- **WHAT IS EXPECTED**: Please turn all of the data below into a numbered list, one line per number, with blank lines left out. Leave the pictures out of your answer.

- **EXERCISE MATERIAL**:
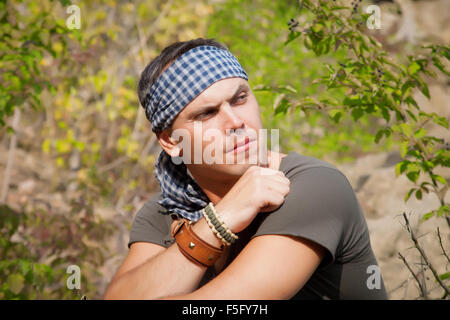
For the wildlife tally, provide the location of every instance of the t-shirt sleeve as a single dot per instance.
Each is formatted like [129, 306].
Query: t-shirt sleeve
[150, 225]
[319, 207]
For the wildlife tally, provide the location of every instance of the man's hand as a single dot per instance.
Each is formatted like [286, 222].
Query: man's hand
[258, 190]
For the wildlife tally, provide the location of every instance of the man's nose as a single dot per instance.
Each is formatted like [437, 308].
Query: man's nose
[232, 119]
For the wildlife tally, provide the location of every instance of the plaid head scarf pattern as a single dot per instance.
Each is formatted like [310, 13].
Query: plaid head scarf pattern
[188, 76]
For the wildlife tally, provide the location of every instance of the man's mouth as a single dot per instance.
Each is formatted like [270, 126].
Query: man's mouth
[242, 145]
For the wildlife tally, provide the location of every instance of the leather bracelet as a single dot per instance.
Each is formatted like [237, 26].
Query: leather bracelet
[194, 248]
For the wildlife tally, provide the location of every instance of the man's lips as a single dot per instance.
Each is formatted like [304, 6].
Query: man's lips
[240, 144]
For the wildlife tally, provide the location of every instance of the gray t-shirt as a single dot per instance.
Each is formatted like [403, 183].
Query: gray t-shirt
[321, 206]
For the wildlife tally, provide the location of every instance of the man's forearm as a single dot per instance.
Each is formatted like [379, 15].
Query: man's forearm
[168, 273]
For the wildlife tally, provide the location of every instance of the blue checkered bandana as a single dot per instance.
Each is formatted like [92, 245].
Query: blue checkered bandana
[190, 74]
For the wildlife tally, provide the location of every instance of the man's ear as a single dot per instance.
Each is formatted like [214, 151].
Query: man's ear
[168, 143]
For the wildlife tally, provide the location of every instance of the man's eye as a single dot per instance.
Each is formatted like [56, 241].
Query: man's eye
[202, 115]
[242, 97]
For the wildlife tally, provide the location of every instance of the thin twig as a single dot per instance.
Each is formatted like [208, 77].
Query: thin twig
[442, 247]
[10, 160]
[427, 261]
[422, 291]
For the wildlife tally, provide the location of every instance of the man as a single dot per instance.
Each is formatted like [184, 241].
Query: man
[301, 231]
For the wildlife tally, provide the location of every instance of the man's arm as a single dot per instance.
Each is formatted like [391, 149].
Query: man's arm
[270, 267]
[151, 271]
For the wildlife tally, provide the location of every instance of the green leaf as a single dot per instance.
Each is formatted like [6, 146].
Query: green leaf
[413, 68]
[357, 113]
[15, 283]
[427, 215]
[419, 194]
[439, 178]
[413, 176]
[443, 210]
[409, 194]
[403, 148]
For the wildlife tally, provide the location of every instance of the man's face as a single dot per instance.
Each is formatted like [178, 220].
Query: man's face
[224, 114]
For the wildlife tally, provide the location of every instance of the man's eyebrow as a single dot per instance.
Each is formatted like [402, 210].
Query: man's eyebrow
[241, 87]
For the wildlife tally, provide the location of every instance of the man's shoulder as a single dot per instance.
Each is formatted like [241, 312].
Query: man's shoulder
[295, 164]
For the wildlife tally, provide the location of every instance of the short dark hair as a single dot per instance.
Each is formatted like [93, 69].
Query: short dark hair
[154, 69]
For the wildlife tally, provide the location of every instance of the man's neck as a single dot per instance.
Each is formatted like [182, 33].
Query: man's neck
[216, 190]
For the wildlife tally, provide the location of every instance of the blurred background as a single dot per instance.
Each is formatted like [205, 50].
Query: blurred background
[76, 159]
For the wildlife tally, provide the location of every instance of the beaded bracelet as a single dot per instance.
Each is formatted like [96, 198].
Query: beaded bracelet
[218, 225]
[218, 235]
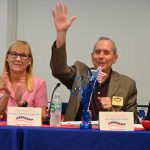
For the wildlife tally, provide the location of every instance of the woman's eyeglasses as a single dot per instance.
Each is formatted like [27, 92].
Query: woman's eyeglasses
[14, 55]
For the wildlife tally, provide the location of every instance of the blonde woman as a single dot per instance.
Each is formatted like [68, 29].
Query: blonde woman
[18, 86]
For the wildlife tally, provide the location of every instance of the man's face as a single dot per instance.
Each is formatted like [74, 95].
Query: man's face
[103, 55]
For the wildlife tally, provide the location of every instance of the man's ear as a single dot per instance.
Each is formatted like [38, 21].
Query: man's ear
[115, 59]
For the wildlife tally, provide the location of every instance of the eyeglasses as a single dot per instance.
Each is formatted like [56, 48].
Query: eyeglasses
[14, 55]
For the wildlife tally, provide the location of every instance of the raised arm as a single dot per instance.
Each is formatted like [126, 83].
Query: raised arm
[62, 23]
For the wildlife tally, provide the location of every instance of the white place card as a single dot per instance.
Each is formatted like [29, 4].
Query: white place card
[24, 116]
[117, 121]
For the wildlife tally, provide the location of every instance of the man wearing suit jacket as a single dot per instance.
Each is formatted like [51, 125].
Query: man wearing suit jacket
[116, 93]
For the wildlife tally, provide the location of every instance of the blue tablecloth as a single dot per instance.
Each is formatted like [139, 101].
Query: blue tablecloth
[76, 139]
[8, 138]
[44, 138]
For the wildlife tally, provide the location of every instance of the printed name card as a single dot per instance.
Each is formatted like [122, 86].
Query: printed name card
[24, 116]
[117, 121]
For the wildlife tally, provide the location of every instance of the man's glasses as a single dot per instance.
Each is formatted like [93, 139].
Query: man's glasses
[14, 55]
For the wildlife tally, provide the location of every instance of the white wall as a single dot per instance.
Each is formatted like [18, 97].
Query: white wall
[126, 22]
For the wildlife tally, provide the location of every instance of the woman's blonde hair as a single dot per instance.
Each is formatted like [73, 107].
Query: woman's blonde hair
[29, 75]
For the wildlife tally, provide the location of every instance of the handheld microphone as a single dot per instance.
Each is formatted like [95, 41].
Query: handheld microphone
[47, 121]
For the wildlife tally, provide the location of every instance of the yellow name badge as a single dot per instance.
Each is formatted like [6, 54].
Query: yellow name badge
[117, 101]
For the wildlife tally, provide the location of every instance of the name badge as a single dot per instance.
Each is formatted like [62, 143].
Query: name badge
[24, 116]
[117, 101]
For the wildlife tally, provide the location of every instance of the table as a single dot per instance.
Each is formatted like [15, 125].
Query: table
[8, 138]
[45, 138]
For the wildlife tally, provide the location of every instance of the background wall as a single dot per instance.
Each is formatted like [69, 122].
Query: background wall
[126, 22]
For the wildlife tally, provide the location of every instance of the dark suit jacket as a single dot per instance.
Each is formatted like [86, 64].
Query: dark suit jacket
[120, 85]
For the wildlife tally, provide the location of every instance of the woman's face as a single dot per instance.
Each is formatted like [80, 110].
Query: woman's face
[18, 59]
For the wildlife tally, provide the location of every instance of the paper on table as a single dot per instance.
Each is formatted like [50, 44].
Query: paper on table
[76, 123]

- **OUTPUT OF THE EXERCISE**:
1. For the wildlife tally, provide the location of every instance of the t-shirt sleeve as a single dot per instance.
2. Each is formatted like [129, 306].
3. Query: t-shirt sleeve
4. [150, 225]
5. [319, 207]
6. For the wildlife tally, provide the location of every instance of the man's hand as a single dot per instance.
7. Each is formatted like [286, 222].
8. Query: man's hand
9. [258, 190]
10. For the wildlife tally, provide the location of every instance of the man's nose as a single dot per instance.
11. Each is formatted like [437, 308].
12. Query: man's nose
13. [232, 119]
14. For the wildlife tally, provide the location of every instance of the plaid head scarf pattern as a single dot per instance.
15. Each is formatted like [310, 13].
16. Query: plaid head scarf pattern
17. [188, 76]
18. For the wildlife tally, provide the location of every instance of the man's mouth as a single dot per instance.
19. Each is formatted like [270, 126].
20. Query: man's mouth
21. [242, 145]
22. For the wildlife tally, provide the location of every instance of the leather bracelet as a single dot per instance.
23. Each is formatted like [237, 26].
24. Query: leather bracelet
25. [194, 248]
26. For the wildlife tally, provide the location of every instance of the man's lips as a single dot per instance.
27. Each is formatted like [304, 6].
28. Query: man's lips
29. [240, 144]
30. For the wildlife tally, provide the location of every instance of the gray t-shirt as a single dot per instance.
31. Each is formatted like [403, 183].
32. Query: gray t-shirt
33. [321, 206]
34. For the wildlife tally, provide the location of every instance of the man's forearm as a single dot per instance.
35. Each is formatted like [379, 15].
36. Query: man's forearm
37. [168, 273]
38. For the wildlife tally, provide the location of every instance of the blue checkered bandana as a single dot per instance.
39. Each is formatted like [92, 245].
40. Query: blue checkered bandana
41. [190, 74]
42. For the wildlife tally, provide the location of every instance of the man's ear as a single dot per instance.
43. Each is formatted like [214, 151].
44. Query: man's ear
45. [168, 143]
46. For the wildlife tally, provide the location of every instance of the man's eye as a single dot per instance.
47. Each is formatted like [56, 241].
48. Query: man's eye
49. [202, 115]
50. [242, 97]
51. For the wildlife tally, provide the location of every instance of the thin twig as a single dot per instance.
52. Each is formatted like [208, 77].
53. Query: thin twig
54. [442, 247]
55. [10, 160]
56. [427, 261]
57. [422, 291]
58. For the wildlife tally, provide the location of every instance of the man as a single dot per instance.
59. Each is formatted like [184, 241].
60. Query: man
61. [301, 231]
62. For the wildlife tally, provide the location of every instance of the man's arm as a single dot per instance.
63. Each is formatted like [391, 149].
64. Query: man's arm
65. [270, 267]
66. [151, 271]
67. For the wildlife tally, provide the location of every instance of the green leaf as a single dot per instance.
68. Each is formatted like [6, 146].
69. Query: green leaf
70. [413, 68]
71. [357, 113]
72. [15, 283]
73. [427, 215]
74. [419, 194]
75. [439, 178]
76. [413, 176]
77. [443, 210]
78. [409, 194]
79. [403, 148]
80. For the wildlife tally, provide the location of every instance of the man's face as a single dot per instance.
81. Each is formatted like [178, 220].
82. Query: man's face
83. [224, 114]
84. For the wildlife tally, provide the location of every instance of the man's eyebrow as a single dot per instance.
85. Each is formatted like [402, 210].
86. Query: man's eyebrow
87. [241, 87]
88. For the wildlife tally, provide the location of every instance of the man's shoulder as a single dot per instance.
89. Each is formatted like [241, 312].
90. Query: man's shoulder
91. [295, 164]
92. For the wildlife tally, provide the location of every instance of the short dark hair as a single dot per instance.
93. Each is formatted like [93, 69].
94. Query: short dark hair
95. [154, 69]
96. For the wildlife tally, provide the location of every instance of the man's neck as a single dot per instance.
97. Each is formatted like [182, 33].
98. Query: man's neck
99. [216, 190]
100. For the wildlife tally, provide the location of every instance of the blurred background as a single dot per instance.
101. Each is formatted like [205, 50].
102. Query: blurred background
103. [76, 159]
104. For the wildlife tally, provide the location of every instance of the beaded bracelet as a single dot per instance.
105. Each is formatted like [96, 198].
106. Query: beaded bracelet
107. [218, 225]
108. [218, 235]
109. For the wildlife tally, provide the location of every instance of the woman's eyeglasses as a single dot per instance.
110. Each is formatted like [27, 92].
111. Query: woman's eyeglasses
112. [14, 55]
113. For the wildlife tally, provide the location of every instance of the blonde woman as a single dot per instance.
114. Each is formatted like [68, 29].
115. Query: blonde woman
116. [18, 86]
117. For the wildlife tally, provide the location of every instance of the man's face as a single dot per instance.
118. Each is formatted like [74, 95].
119. Query: man's face
120. [103, 55]
121. For the wildlife tally, provide the location of every instance of the man's ear as a single dot per instance.
122. Each is formatted like [38, 21].
123. Query: man's ear
124. [115, 59]
125. For the wildlife tally, provide the location of every instance of the eyeglasses as a single dot per instance.
126. Each is formatted like [56, 48].
127. Query: eyeglasses
128. [14, 55]
129. For the wildlife tally, provide the location of every instance of the raised arm as a single dot per instance.
130. Each is formatted like [126, 83].
131. Query: raised arm
132. [62, 23]
133. For the wildlife tally, provide the location of every instance of the white place card as a single dot per instance.
134. Each is formatted like [29, 4].
135. Query: white place card
136. [24, 116]
137. [117, 121]
138. For the wildlife tally, provide the location of every instance of the man wearing suit jacket as a single dot per instance.
139. Each is formatted like [51, 125].
140. Query: man wearing suit jacket
141. [116, 93]
142. For the wildlife tally, provide the location of every instance of the blue tablecloth as a single dot per instance.
143. Each is formatted like [139, 101].
144. Query: blue tablecloth
145. [76, 139]
146. [8, 138]
147. [44, 138]
148. For the wildlife tally, provide the location of every instance of the printed name card as a single dot per instance.
149. Each is formatted like [122, 86].
150. Query: printed name card
151. [24, 116]
152. [117, 121]
153. For the wildlife tally, provide the location of every instance of the man's glasses as a single dot per instance.
154. Each is formatted like [93, 139].
155. Query: man's glasses
156. [14, 55]
157. For the wildlife tally, provide the location of every instance of the white wall as a single dot per instance.
158. Each is formatted like [18, 97].
159. Query: white wall
160. [126, 22]
161. For the wildlife tally, provide the location of every instance of the woman's blonde hair as a single dot per instance.
162. Each is formatted like [73, 107].
163. Query: woman's blonde hair
164. [29, 75]
165. For the wildlife tally, provide the location of every instance of the handheld microphone as a single dot per instance.
166. Each is formatted like [95, 41].
167. Query: handheld microphone
168. [47, 121]
169. For the wildlife tally, provide the location of every instance of the yellow name badge as a single dot per instance.
170. Each is formatted like [6, 54].
171. Query: yellow name badge
172. [117, 101]
173. For the wildlife tally, provide the location of every instance of the name badge as a single dot per instance.
174. Each is formatted like [62, 143].
175. Query: name badge
176. [24, 116]
177. [117, 101]
178. For the wildlife tally, provide the location of every instance of the table as a single dot per instance.
179. Each is formatted like [15, 125].
180. Query: table
181. [8, 138]
182. [45, 138]
183. For the wildlife tally, provide the location of every instance of the background wall as a single dot per instance.
184. Each is formatted like [69, 122].
185. Query: background wall
186. [126, 22]
187. For the wildlife tally, provide the location of every instance of the dark suit jacket as a single dot per instance.
188. Each is formatted like [86, 64].
189. Query: dark suit jacket
190. [120, 85]
191. For the wildlife tally, provide the location of every instance of the woman's face as a single dot per instance.
192. Each is formatted like [80, 110].
193. Query: woman's face
194. [18, 59]
195. For the wildlife tally, provide the location of every instance of the paper on table as a single dot per instance.
196. Each is formatted like [50, 44].
197. Query: paper on table
198. [76, 123]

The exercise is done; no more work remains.